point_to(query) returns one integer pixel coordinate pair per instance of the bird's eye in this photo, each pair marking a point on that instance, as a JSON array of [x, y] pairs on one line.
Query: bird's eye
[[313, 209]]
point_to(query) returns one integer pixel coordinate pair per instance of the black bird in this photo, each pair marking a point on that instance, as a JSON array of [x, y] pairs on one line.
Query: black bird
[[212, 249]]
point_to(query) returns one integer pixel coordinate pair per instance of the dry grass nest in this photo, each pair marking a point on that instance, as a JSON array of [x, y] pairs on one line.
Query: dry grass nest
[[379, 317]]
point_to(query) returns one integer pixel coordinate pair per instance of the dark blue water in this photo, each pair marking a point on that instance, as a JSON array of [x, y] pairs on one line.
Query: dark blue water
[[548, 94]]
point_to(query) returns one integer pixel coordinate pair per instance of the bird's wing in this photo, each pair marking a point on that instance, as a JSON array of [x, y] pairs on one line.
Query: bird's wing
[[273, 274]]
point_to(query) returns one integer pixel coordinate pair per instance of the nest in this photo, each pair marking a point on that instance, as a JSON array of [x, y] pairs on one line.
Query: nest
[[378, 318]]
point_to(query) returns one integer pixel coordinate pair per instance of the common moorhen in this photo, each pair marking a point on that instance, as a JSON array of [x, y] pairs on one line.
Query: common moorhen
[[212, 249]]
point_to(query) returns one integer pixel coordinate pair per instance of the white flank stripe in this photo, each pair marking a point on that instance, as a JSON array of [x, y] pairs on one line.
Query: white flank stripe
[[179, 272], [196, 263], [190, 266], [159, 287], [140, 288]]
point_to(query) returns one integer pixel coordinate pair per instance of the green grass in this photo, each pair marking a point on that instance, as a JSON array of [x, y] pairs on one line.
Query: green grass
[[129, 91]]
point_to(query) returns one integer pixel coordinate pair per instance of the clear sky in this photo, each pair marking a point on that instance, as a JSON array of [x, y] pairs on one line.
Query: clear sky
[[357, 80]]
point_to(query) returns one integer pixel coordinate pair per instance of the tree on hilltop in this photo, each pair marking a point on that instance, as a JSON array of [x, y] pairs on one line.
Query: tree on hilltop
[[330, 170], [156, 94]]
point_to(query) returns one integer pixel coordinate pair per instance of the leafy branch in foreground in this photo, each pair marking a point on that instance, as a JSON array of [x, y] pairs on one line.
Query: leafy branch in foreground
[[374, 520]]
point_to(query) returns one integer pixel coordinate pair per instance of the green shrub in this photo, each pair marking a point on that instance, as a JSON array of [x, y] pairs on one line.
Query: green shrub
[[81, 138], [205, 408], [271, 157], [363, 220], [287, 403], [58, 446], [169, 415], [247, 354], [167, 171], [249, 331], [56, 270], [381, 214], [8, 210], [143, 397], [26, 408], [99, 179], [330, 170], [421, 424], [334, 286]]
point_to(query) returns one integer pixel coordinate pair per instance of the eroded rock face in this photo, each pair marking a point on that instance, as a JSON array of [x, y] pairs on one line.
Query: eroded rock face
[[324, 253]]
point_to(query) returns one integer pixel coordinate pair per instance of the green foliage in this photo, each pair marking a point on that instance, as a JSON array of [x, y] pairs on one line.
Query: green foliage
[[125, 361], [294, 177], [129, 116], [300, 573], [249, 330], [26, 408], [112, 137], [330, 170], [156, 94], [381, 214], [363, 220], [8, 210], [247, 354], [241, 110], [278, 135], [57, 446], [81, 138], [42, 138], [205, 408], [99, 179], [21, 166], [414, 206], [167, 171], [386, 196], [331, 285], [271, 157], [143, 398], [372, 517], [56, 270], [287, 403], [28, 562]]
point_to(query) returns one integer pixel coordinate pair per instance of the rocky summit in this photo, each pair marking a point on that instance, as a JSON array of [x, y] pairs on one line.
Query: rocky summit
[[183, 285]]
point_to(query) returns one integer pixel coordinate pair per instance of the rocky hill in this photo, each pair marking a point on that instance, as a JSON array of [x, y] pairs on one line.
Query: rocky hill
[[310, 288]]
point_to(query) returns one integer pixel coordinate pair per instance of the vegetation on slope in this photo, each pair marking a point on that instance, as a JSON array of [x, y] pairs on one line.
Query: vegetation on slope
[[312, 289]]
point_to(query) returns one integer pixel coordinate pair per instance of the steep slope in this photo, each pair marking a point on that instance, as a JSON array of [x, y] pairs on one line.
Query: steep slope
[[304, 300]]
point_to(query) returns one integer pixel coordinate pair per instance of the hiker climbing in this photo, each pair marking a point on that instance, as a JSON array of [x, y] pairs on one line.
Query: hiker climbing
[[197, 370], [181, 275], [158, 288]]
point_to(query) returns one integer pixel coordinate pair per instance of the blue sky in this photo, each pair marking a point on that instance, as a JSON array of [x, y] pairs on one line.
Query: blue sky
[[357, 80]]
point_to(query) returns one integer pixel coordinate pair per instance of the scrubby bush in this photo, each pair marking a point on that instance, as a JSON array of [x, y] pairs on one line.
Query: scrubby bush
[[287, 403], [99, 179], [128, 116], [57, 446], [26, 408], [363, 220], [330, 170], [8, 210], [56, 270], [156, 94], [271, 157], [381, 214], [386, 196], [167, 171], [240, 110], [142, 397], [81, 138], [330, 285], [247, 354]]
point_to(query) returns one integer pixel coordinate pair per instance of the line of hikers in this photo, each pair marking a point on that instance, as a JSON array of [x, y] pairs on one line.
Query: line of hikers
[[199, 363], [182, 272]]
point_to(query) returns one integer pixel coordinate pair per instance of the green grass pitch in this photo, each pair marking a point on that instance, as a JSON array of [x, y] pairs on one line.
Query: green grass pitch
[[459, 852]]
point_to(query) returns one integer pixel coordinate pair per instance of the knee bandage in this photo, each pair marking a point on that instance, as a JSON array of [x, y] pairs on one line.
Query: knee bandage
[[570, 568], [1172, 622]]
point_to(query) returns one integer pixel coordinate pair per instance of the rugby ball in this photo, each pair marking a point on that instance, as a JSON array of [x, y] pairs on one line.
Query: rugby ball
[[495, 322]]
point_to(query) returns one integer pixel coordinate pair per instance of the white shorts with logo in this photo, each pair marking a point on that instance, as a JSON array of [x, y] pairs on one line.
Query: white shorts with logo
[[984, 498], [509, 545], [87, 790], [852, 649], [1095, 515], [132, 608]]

____

EXERCISE.
Each line of the material should be echoed exactly.

RESPONSE TO THIS TASK.
point_to(query) returns one integer pixel coordinate pair per instance of the bird's eye in this photo, each pair marking a point on that instance, as a JSON array of [x, y] pairs on one line.
Query: bird's eye
[[313, 209]]
point_to(query) returns one integer pixel coordinate pair per instance of the black bird in this photo, each pair marking a point on that instance, as a JSON array of [x, y] pairs on one line.
Query: black bird
[[212, 249]]
point_to(query) returns one integer pixel coordinate pair per instance of the dry grass nest in this photo, each pair marking a point on that instance, as a JSON array of [x, y] pairs on one line.
Query: dry grass nest
[[379, 317]]
point_to(query) returns one integer pixel coordinate pair per instance of the dark blue water in this photo, each pair marking a point on that instance, as a JSON array of [x, y] pairs on one line.
Query: dark blue water
[[548, 94]]
point_to(query) returns one integer pixel coordinate pair per instance of the bird's wing in this photo, each pair marking a point on that instance, as a JSON array of [x, y] pairs on one line.
Query: bird's wing
[[273, 274]]
point_to(query) returns one integer pixel coordinate pair per instance of the nest in this photo, each pair marking a point on that instance, as a JSON array of [x, y] pairs on one line.
Query: nest
[[378, 318]]
point_to(query) returns one integer pixel coordinate pair per instance of the common moorhen in this photo, each pair marking a point on that instance, as a JSON array of [x, y] pairs on one line.
Query: common moorhen
[[212, 249]]
point_to(query) returns one integer pixel coordinate pair per instance of the white flank stripe in this photo, each pair marking a point on that instance, as a JSON array of [x, y] pairs on one line.
Query: white flank stripe
[[179, 272], [196, 263], [190, 266], [159, 287], [140, 288]]
point_to(query) returns one integer pixel coordinate pair per instance of the green grass in this photo, each pair marking a point on that instance, as a JSON array of [x, y] pairs on one line.
Query: green grass
[[129, 91]]
point_to(query) returns one integer pixel coordinate pair per instance of the clear sky in this photo, each pair marking a point on that instance, as a JSON array of [x, y] pairs on one line.
Query: clear sky
[[357, 80]]
point_to(query) returns one integer pixel coordinate pair per instance of the tree on hilltop in this photo, each pair marking a point on that instance, as a JSON array of [x, y] pairs on one line.
Query: tree on hilltop
[[330, 170], [156, 94]]
point_to(query) returns one integer pixel coordinate pair per instance of the leafy branch in foreground in this photo, each pair marking a point on that instance, as a JSON array of [x, y] pairs on one line.
Query: leafy branch in foreground
[[374, 520]]
point_to(query) returns one integer pixel coordinate pair per instance of the green shrub in this photo, each pair marking a point on that instance, as a JSON array of [x, y] pairs on one line.
Query: green shrub
[[81, 138], [205, 408], [271, 157], [363, 220], [287, 403], [58, 446], [169, 415], [247, 354], [167, 171], [249, 331], [56, 270], [381, 214], [8, 210], [143, 397], [26, 408], [99, 179], [330, 170], [421, 424], [334, 286]]
point_to(query) returns one integer pixel coordinate pair per instance of the eroded rock face in this photo, each pair marking a point on that instance, as a JSON array of [x, y] pairs on one line.
Query: eroded rock face
[[324, 253]]
point_to(query) returns one integer pixel coordinate pair per instance of the green foliage in this photo, each pair marking a point on that instance, as a JSON array of [x, y] pairs on one line.
Query: green foliage
[[125, 361], [294, 177], [129, 116], [300, 573], [249, 330], [26, 408], [112, 137], [330, 170], [156, 94], [381, 214], [363, 220], [8, 210], [247, 354], [241, 110], [278, 135], [57, 446], [81, 138], [42, 138], [205, 408], [99, 179], [21, 166], [414, 206], [167, 171], [386, 196], [331, 285], [271, 157], [143, 398], [372, 517], [56, 270], [287, 403], [28, 562]]
point_to(query) returns one integer pixel coordinate pair per instance of the rocky summit in this photo, each pair marking a point on that instance, as a JSON array of [x, y] pairs on one line.
Query: rocky summit
[[183, 285]]
point_to(query) returns one integer pixel coordinate pair per instance of the rocky hill in this photo, each pair marking a point on that instance, as a JSON array of [x, y] pairs on one line.
Query: rocky hill
[[310, 288]]
point_to(query) returns one integer pixel coordinate pair per instance of the vegetation on slope in this photo, each pair marking a point on that instance, as a JSON array of [x, y] pairs on one line.
Query: vegetation on slope
[[312, 289]]
point_to(query) returns one integer pixel coordinate pair per instance of the steep slope in this photo, each pair marking a point on that instance, as a JSON array of [x, y] pairs on one line.
Query: steep slope
[[304, 300]]
point_to(query) returns one integer pixel coordinate pair per instance of the hiker climbing in this photo, each pair marking a point on that instance, as a JSON array of [x, y] pairs on one line.
Query: hiker climbing
[[197, 370], [181, 275], [158, 288]]
point_to(query) returns one integer pixel coordinate pair per instance of the blue sky in this photo, each pair marking a point on that instance, as a JSON array of [x, y] pairs on one line.
Query: blue sky
[[357, 80]]
point_to(query) returns one integer pixel coordinate pair per instance of the scrubby bush in this photo, each pair marking a point on that instance, as a JSON array of [x, y] pairs on one line.
Query: scrubby bush
[[287, 403], [99, 179], [128, 116], [57, 446], [26, 408], [363, 220], [330, 170], [8, 210], [56, 270], [156, 94], [271, 157], [381, 214], [386, 196], [167, 171], [240, 110], [142, 397], [81, 138], [330, 285], [247, 354]]
point_to(query) returns one integer pixel coordinate pair per instance of the line of hikers in this photo, each pair marking a point on that instance, as a JSON array of [x, y] pairs on one line.
Query: line of hikers
[[199, 363], [182, 272]]
point_to(query) returns one integer pixel coordinate pair per instance of the green grass pitch in this photo, each pair marking a point on that instance, as a JSON array of [x, y] pairs on one line.
Query: green grass pitch
[[459, 852]]
point_to(query) returns one integer pixel coordinate pair per instance of the knee bandage in this photo, each pair marking a point on that instance, as a JSON array of [x, y] pairs on one line.
Query: knee bandage
[[570, 568], [1172, 622]]
point_to(query) returns one integer pixel coordinate pair per instance of the rugby ball in this photo, each pair marking a point on that instance, as a JSON array of [x, y] pairs on one line.
Query: rugby ball
[[495, 322]]
point_to(query) returns one integer pixel coordinate pair per instance of the white shorts with logo in this photo, each pair marking a point on that instance, as a JSON array of [x, y] pairs on one line.
Query: white shorts with logo
[[984, 498], [509, 545], [87, 790], [852, 649], [1095, 515], [132, 608]]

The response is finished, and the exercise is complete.